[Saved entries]
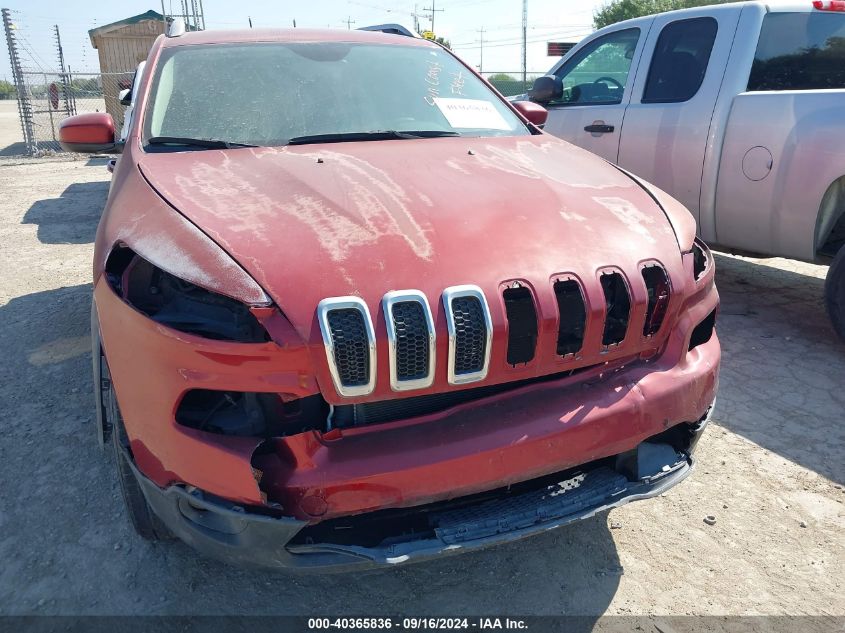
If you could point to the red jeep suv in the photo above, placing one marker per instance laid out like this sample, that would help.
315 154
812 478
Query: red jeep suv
352 307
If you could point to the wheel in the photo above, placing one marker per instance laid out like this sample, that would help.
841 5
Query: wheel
141 516
834 293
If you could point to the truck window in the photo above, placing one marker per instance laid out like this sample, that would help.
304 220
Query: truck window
597 74
680 60
800 51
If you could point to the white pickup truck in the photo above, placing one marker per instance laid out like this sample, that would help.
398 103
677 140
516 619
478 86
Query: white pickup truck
736 110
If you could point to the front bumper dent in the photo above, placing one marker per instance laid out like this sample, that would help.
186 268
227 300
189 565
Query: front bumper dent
226 531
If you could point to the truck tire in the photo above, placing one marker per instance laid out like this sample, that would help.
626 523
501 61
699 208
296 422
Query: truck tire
834 293
141 516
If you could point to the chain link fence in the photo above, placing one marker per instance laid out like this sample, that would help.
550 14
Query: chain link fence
511 83
49 98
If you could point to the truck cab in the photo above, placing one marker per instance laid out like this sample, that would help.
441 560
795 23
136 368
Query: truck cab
736 110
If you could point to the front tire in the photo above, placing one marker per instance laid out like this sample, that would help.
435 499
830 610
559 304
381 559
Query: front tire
834 293
141 516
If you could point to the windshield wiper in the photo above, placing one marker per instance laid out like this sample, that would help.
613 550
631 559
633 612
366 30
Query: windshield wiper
207 143
378 135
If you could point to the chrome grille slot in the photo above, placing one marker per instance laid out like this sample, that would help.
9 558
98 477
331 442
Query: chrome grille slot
470 333
618 308
350 344
410 332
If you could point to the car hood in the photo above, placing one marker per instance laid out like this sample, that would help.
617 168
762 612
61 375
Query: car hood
317 221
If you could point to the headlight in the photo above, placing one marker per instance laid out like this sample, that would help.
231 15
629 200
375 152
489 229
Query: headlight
180 304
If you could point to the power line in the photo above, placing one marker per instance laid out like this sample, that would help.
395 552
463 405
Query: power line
433 11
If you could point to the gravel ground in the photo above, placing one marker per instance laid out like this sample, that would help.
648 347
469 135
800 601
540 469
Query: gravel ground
771 468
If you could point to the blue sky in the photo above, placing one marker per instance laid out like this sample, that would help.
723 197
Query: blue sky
460 20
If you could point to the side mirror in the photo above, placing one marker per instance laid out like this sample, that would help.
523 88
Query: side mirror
534 112
91 133
545 89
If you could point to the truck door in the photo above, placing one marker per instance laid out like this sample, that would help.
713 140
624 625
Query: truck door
668 119
596 85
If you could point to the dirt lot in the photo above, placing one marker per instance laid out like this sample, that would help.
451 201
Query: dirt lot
771 469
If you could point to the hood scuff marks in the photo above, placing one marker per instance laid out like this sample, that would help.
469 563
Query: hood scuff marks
369 217
373 204
629 215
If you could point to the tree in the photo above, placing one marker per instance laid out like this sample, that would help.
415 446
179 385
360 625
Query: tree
7 90
618 10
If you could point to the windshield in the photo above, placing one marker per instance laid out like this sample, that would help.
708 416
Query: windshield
268 94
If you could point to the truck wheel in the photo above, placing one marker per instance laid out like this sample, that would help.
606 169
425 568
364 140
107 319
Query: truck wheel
834 293
145 522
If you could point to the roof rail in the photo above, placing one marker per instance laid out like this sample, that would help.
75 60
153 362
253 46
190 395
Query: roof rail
175 27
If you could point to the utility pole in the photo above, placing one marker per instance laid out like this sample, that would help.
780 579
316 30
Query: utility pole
524 42
433 11
24 106
481 59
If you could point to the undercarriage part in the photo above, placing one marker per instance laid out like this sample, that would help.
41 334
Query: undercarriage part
703 331
618 304
250 414
657 285
348 415
514 507
522 325
179 304
572 317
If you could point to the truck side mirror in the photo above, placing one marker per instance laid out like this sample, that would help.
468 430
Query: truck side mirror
545 89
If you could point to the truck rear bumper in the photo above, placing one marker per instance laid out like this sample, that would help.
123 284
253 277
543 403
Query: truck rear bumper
235 534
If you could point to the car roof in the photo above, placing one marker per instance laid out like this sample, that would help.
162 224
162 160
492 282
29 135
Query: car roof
293 35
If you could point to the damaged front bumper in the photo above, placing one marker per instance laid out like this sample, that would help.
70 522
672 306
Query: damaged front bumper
242 536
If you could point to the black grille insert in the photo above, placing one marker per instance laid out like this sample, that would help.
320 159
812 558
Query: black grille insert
412 340
351 346
470 335
657 285
522 325
618 304
572 317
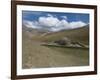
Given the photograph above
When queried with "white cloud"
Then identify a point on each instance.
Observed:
(29, 24)
(77, 24)
(53, 23)
(64, 17)
(48, 21)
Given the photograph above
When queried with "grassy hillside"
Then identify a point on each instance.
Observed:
(34, 55)
(80, 34)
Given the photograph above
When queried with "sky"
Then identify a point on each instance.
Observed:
(54, 21)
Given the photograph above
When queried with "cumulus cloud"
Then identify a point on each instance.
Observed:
(52, 23)
(64, 17)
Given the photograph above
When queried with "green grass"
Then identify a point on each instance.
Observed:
(34, 55)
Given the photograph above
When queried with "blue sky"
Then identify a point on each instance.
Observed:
(54, 20)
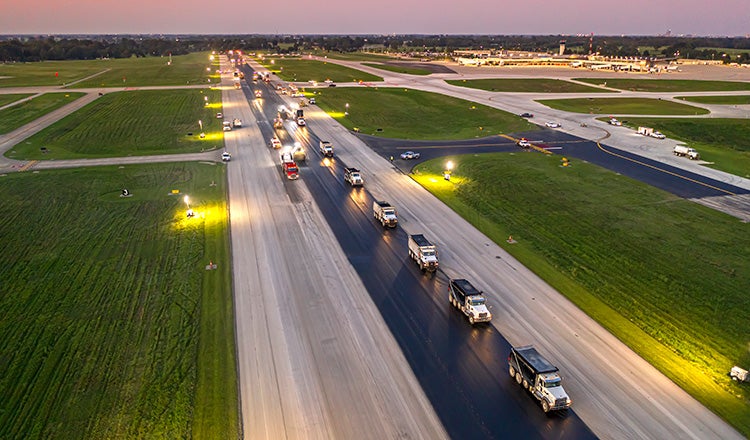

> **Instructions for the task**:
Every entry above is to be transcribed exactly, with all pictures left out.

> **Response to the task**:
If you could point to the red jeep suv in the photo above, placing one marker per instance laid out like this sample, that would help.
315 154
812 478
Query: red jeep suv
352 307
If you could point to the wheel in the photo above, placing one marker per instance laid out like this sample, that would help.
841 5
Query: wheel
141 516
834 293
If you could point to the truck window in the photo above, placing one marker per instance laid out like this sample, that would help.
304 220
Query: truck window
597 74
680 60
800 51
If you could point to the white pickup truck in the photo above, placing one marker per instance laid out like this sample, that would help.
398 103
677 140
516 619
478 86
Query: white pickup truck
736 110
If you could point to the front bumper dent in the photo above, placing one marker per instance laid out like this sample, that would help.
186 268
227 300
189 565
Query: front bumper dent
226 531
If you could point to the truck tire in the photo above, placing one marker per instance laid out like this sample, that would help.
626 523
501 61
699 208
296 422
Query: truck tire
834 293
141 516
If you could point to the chain link fence in the photo above, placing one marker per instance laid out like this sample, that would help.
550 14
Query: chain link fence
511 83
49 98
If you could point to the truck cab in the photo above, placing one marker per instance laid out like this sample, that would help.
441 560
795 23
136 368
Query: truck cab
736 110
If you could point to the front tire in the photo above, placing one marker per instance laid out like this sample, that would help.
435 499
830 610
559 304
381 559
Query: front tire
834 293
141 516
If you could point to the windshield wiper in the photo above, placing one marker per instance laid out like this sample, that would help.
613 550
631 559
633 612
366 30
Query: windshield wiper
207 143
378 135
If you could point to the chrome grille slot in the photo above, placing one marker per instance laid out like this sample, that would help.
9 558
98 477
331 442
Query: chrome grille slot
470 333
618 308
350 344
410 332
If you could point to the car hood in the photo above, placing one marker per instance laid out like this sample, that would help.
617 168
762 612
61 375
Query: car hood
317 221
If you could point to the headlight in the photo above, placing one marker per instance laid out like this sample, that would help.
231 15
629 200
375 152
489 229
Query: headlight
180 304
If you could point to the power line in the photo above, placing one marker per instance laid out like this sample, that would help.
395 552
463 405
Query: power line
433 11
If you could point to the gravel ground in the photo above, placing one marker per instance laid out like this sample, that would help.
648 347
469 135
800 601
540 469
Query: gravel ground
771 468
If you could point to the blue sky in the photo above, placing one marker per instance laid out like this sample, that would help.
723 197
Query: blue sky
460 20
If you could point to the side mirror in the photo above, placing one marker per instance laid out like this sample, that would help.
523 88
Query: side mirror
534 112
91 133
545 89
If you could point to the truck door in the photo above, placing one marker per instance laid out like this sample, that would help.
713 140
624 625
Query: truck door
668 119
596 85
If you could point to the dirt lot in the photo above, placing one marker per instance laid out like this sample, that would help.
451 201
Query: dirt lot
771 469
If you could point to the hood scuff marks in the photo above, placing one marker per instance laid out like this sample, that would help.
469 563
Query: hood scuff marks
369 217
373 204
629 215
If you could point to the tree in the photo above, placing one marker per instance laid out like this sample, that would help.
415 446
179 385
360 625
Query: tree
7 90
618 10
If you could point to the windshield in the photo above, placing one marker per instance laid out like this sample, that would help.
708 416
Query: windshield
268 94
If you could point to the truck wheel in the photo above, placing one marker per instance laid out like this sample, that would help.
606 169
425 568
364 140
107 319
Query: truck wheel
834 293
145 522
If you could point to the roof rail in the photo above, placing one marker per instance laid out like this sample, that would help.
75 60
153 362
253 46
190 395
Query: roof rail
175 27
If you could point to the utility pole in the photo above, placing one marker per instance laid out like this sample, that would help.
780 579
316 30
Query: utility pole
524 42
433 11
24 106
481 59
If you could point to the undercarriage part in the photo above, placing one marker per instance laid out like this sample, that would help.
41 334
Query: undercarriage part
703 331
618 304
250 414
657 285
348 415
514 507
522 325
179 304
572 317
If you could point to the truck side mirror in the photo above, placing one marker per instance laid out like this sample, that would help.
468 430
Query: truck side mirror
545 89
If you could point to the truck rear bumper in the photo above, placing one marker per instance laid out like this sample, that would help.
123 284
253 277
543 403
Query: truck rear bumper
235 534
If you could point to the car roof in the photo above, placing one marker per instance laid out like this sample, that would help.
162 224
162 160
492 282
29 135
Query: car roof
293 35
If you could point to the damaged front bumper in the photo above, placing one marker per instance laid out like this sample, that would help.
70 522
672 306
Query: damaged front bumper
242 536
If you could point to the black grille insert in the photo above, placing one marker per instance laid out like this sample, that would help.
320 159
812 558
Query: black grille insert
412 340
351 346
470 335
657 285
522 325
618 304
572 317
Given the photograph above
When queried with "white cloud"
Then identify a point on each instance.
Observed:
(29, 24)
(77, 24)
(53, 23)
(64, 17)
(48, 21)
Given the photograph above
When queried with "grassy hillside"
Then identify a point on each instance.
Observed:
(34, 55)
(80, 34)
Given the photograph above
When queried with "sky"
Then identify a point on each instance.
Observed:
(54, 21)
Given the photograph above
When queried with "cumulus cloud"
Then identify a point on each instance.
Observed:
(52, 23)
(64, 17)
Given the photograph above
When queried with "green grass"
Then identify a point on each instance.
Observed:
(34, 55)
Given the photograph above
When queried with "blue sky"
Then identify a point on each instance.
Observed:
(54, 20)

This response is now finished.